Prosegui il brano sulle omelie del libro "Il cielo sopra la laguna", ripartendo subito dopo la sua ultima frase.

» BRANO DA LEGGERE

* * *

“IL CIELO SOPRA LA LAGUNA” – In occasione della festa dei Giubilei Sacerdotali il 3 giugno nella Basilica di San Marco Evangelista a Venezia il Patriarca ha letto questo testo che introduce alla lettura del libro di S. Em. Card. Marco Cè “Il cielo sopra la laguna” (Marcianum).

Viene qui di seguito pubblicato l’intervento del Patriarca (per maggiori informazioni sul libro cliccare qui):

Queste omelie sono vere e proprie meditazioni sul ministero sacerdotale. Storie di preti intrecciate con quelle delle loro comunità e della loro gente. 

1. Certo: sono omelie in occasione della morte, ma vista nel suo profondo senso cristico, come dono di sé al Padre e ai fratelli.

Sono quindi un inno all’amore: “Scelse di vivere la sua morte come un evento di vita, non eludendo il problema, né anestetizzandosi con arrogante indifferenza…” (p 277).

* * *

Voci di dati
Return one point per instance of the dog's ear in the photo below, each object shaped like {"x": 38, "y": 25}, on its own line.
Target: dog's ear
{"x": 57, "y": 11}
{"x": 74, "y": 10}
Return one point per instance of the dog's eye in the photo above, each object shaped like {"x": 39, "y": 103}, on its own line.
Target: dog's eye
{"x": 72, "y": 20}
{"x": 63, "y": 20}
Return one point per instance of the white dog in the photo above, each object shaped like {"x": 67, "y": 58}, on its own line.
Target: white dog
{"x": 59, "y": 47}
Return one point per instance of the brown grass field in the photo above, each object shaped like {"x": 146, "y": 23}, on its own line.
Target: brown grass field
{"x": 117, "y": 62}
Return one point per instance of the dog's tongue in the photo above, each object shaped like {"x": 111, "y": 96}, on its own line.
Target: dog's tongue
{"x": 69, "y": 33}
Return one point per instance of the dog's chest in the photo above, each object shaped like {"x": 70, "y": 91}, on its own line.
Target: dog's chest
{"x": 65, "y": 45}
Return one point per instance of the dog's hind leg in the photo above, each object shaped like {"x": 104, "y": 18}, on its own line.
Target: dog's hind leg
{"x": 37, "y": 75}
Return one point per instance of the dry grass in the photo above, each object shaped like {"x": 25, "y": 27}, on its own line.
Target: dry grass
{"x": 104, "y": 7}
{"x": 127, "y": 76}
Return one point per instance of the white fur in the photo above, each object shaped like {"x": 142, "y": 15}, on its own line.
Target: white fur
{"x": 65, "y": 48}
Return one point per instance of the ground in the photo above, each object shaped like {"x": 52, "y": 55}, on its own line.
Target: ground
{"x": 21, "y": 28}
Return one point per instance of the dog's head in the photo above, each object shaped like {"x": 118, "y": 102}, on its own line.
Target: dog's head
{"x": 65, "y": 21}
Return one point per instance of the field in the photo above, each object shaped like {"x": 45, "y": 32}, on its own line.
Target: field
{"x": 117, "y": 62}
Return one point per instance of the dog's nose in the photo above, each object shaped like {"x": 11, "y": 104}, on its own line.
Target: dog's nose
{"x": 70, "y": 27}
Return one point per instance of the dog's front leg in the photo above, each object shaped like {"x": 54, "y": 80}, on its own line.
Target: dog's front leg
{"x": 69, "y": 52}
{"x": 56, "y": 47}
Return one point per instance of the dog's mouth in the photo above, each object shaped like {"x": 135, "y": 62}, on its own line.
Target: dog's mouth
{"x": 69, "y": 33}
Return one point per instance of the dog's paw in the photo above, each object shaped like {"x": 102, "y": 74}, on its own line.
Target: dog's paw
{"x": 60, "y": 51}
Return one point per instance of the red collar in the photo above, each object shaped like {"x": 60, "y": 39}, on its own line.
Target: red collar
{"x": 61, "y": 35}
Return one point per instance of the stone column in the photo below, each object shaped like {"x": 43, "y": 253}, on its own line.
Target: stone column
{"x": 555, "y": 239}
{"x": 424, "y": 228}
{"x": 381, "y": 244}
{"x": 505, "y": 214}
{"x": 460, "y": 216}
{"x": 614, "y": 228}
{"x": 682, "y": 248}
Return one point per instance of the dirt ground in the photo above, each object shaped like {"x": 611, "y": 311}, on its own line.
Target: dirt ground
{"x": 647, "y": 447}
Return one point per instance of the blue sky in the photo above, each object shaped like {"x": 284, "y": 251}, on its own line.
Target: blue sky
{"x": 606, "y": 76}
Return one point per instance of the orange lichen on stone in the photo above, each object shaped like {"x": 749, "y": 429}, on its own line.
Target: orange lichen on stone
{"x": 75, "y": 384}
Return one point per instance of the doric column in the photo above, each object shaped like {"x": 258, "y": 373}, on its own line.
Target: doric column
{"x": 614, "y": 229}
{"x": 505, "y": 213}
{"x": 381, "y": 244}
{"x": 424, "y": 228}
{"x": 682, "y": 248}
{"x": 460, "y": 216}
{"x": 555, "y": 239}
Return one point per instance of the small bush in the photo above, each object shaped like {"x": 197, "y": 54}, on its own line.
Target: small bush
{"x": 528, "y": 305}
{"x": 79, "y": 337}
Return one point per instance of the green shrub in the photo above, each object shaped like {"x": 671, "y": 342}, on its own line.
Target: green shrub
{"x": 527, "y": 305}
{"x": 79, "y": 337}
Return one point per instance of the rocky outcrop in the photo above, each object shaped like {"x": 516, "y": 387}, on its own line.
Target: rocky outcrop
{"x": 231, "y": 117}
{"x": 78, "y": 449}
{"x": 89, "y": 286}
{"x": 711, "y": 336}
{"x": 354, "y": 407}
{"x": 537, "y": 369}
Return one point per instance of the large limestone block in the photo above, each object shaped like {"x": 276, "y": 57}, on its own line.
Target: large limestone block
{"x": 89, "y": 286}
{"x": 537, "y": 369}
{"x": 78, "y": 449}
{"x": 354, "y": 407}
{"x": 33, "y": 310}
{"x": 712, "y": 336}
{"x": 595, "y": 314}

* * *

» RISPOSTA SCRITTA
Una ricchissima catechesi sulla speranza: “La morte del cristiano non è un incidente, ma il punto più alto dell’esistere, il bocciolo che fiorisce nel giorno senza tramonto. Per questo il cristiano non la subisce, la vive. La vive e la costruisce per tutta la vita. Però, per noi come per Gesù, la morte… non perde la sua drammaticità” (p 174).

Ma, appunto, non senza drammaticità: “Perdonaci, Signore, se ti abbiamo chiesto ragione di ciò che hai fatto, se ti abbiamo innalzato il nostro grido di lamento e di stupore. … Ecco, io metto la mano alla bocca e sto zitto… Parla tu, parla tu, Signore; io ti dico pregiudizialmente di sì: perché tu sei Padre, sei la verità, tu sei luce, anche se noi siamo ciechi e non ti vediamo” (p 79).

“Il Signore lo ha preso per mano con forza e lo ha condotto dove lui voleva. Dio gli ha voluto molto bene: è stato un dialogo forte il loro, talora una lotta come quella di Giacobbe, ma Dio ha vinto” (p 216).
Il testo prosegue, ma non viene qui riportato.